(Referring expression data)
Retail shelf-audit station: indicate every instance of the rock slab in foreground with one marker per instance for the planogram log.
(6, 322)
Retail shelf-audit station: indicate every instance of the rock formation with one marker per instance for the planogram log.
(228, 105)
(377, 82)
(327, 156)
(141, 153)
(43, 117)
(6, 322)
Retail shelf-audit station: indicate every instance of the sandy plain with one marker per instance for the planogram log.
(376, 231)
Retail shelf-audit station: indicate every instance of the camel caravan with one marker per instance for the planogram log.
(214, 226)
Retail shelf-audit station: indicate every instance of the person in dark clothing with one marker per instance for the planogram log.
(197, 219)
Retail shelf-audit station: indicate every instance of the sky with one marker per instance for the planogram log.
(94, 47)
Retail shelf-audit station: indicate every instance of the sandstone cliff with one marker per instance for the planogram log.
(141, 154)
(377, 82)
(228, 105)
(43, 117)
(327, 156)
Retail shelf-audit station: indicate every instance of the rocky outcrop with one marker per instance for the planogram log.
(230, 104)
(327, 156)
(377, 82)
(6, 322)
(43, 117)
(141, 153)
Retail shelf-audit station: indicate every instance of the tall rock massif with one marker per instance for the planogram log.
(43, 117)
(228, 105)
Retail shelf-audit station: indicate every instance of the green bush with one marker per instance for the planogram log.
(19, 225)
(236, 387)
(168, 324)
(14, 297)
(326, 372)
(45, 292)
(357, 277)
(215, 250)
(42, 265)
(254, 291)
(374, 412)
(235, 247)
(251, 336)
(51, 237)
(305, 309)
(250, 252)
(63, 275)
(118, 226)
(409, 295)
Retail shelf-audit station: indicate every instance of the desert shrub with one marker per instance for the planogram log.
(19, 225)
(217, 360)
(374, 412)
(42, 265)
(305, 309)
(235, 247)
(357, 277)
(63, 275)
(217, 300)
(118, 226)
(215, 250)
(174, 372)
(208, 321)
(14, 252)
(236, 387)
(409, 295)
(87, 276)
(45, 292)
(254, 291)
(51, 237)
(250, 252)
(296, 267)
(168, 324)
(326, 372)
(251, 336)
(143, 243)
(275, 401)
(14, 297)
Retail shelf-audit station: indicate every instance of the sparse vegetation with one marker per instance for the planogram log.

Work to be completed >>
Each entry above must be retyped exactly.

Finished task >>
Retail shelf-audit station: indicate every instance of the rock slab in foreground with one marker per instance for the planogram log.
(6, 322)
Retail shelf-audit station: indicate every instance of the rock formation with one marker per instance for the planogram log.
(228, 105)
(377, 82)
(327, 156)
(141, 153)
(43, 117)
(6, 322)
Retail shelf-audit station: indicate every instance of the sandy plain with one marker per instance for the planogram log.
(376, 231)
Retail shelf-audit station: indicate every instance of the camel caravan with one marker per instance for the planogram log.
(214, 226)
Retail shelf-audit station: indicate every instance of the person in dark clothing with one marker per instance for the planogram log.
(197, 219)
Retail shelf-audit station: indicate every instance of the sky with one marker per instance for the planogram log.
(94, 47)
Retail shelf-audit station: indicate every instance of the sandstone cliff with one marker per instance for the planogram log.
(141, 154)
(377, 82)
(228, 105)
(43, 117)
(327, 156)
Retail shelf-audit station: indicate every instance of the rocky outcrop with one marker per instance for the planogram log.
(230, 104)
(327, 156)
(377, 82)
(6, 322)
(43, 117)
(141, 153)
Retail shelf-audit station: indicate every instance of the tall rock massif with one marker per instance for the planogram log.
(43, 117)
(228, 105)
Retail shelf-audit station: indicate every instance of the green bush with one marker per instance for the planogram log.
(19, 225)
(236, 387)
(168, 324)
(14, 297)
(326, 372)
(45, 292)
(357, 277)
(215, 250)
(42, 265)
(254, 291)
(374, 412)
(235, 247)
(251, 336)
(51, 237)
(305, 309)
(250, 252)
(63, 275)
(118, 226)
(409, 295)
Retail shelf-audit station: indicate every instance of the desert shrub with one marker per instance for the planogram log.
(19, 225)
(217, 360)
(374, 412)
(42, 265)
(305, 309)
(235, 247)
(357, 277)
(63, 275)
(217, 300)
(118, 226)
(215, 250)
(174, 372)
(208, 321)
(14, 252)
(236, 387)
(409, 295)
(87, 276)
(45, 292)
(254, 291)
(51, 237)
(250, 252)
(296, 267)
(168, 324)
(326, 372)
(251, 336)
(143, 243)
(275, 401)
(14, 297)
Retail shelf-audit station: indicate every instance of the sparse vegetation with one marker per instance for the planogram log.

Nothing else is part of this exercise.